=== DATA EXCERPTS ===
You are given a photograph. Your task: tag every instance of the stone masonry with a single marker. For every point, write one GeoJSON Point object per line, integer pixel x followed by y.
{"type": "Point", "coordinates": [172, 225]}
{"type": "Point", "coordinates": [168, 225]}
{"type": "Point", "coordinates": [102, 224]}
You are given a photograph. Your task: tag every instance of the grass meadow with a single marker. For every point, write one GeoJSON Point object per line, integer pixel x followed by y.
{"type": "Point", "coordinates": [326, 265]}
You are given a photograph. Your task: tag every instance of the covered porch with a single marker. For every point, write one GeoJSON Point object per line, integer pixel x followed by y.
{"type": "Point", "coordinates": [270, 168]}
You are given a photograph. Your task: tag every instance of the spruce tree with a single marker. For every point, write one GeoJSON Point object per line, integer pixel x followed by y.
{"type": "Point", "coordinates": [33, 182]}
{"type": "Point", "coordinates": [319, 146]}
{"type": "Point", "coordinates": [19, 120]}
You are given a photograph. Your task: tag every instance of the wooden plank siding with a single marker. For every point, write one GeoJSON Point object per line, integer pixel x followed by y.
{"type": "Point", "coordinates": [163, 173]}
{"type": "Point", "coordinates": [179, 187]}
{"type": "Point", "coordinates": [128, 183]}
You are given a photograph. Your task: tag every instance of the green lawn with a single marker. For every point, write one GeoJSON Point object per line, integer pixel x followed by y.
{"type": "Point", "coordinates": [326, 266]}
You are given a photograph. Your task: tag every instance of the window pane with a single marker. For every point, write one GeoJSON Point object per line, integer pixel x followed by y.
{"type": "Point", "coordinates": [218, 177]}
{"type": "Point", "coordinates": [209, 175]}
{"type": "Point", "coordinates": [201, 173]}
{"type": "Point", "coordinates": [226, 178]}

==

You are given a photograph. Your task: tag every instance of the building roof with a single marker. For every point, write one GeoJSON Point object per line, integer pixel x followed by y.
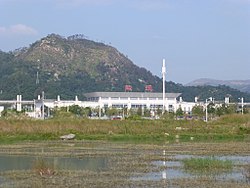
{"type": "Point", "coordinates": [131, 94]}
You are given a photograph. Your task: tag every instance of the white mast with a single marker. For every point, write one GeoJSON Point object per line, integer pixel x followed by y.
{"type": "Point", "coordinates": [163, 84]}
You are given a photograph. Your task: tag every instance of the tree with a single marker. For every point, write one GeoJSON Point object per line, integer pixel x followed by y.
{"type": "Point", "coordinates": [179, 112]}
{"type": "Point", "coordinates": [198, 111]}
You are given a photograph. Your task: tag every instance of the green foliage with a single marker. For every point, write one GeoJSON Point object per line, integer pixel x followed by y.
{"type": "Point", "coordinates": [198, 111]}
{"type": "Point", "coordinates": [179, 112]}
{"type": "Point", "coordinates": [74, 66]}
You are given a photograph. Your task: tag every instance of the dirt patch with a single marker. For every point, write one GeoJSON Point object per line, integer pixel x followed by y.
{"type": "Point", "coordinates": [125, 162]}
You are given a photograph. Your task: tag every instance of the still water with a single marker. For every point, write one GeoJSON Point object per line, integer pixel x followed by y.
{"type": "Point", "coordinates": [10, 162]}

=== WRITTEN REQUEST ===
Return every line in the records above that contains the word "tree".

=== WORKED SOLUTION ===
You are given a photograph. Your task: tag every instance of the spruce tree with a single marker. For every point, write one GeoJSON Point object per line, integer pixel x followed by y.
You are given a photograph. Your task: tag every instance of the tree with a single marker. For every point, write one GeoJSON Point object per line, integer pixel x followed by y.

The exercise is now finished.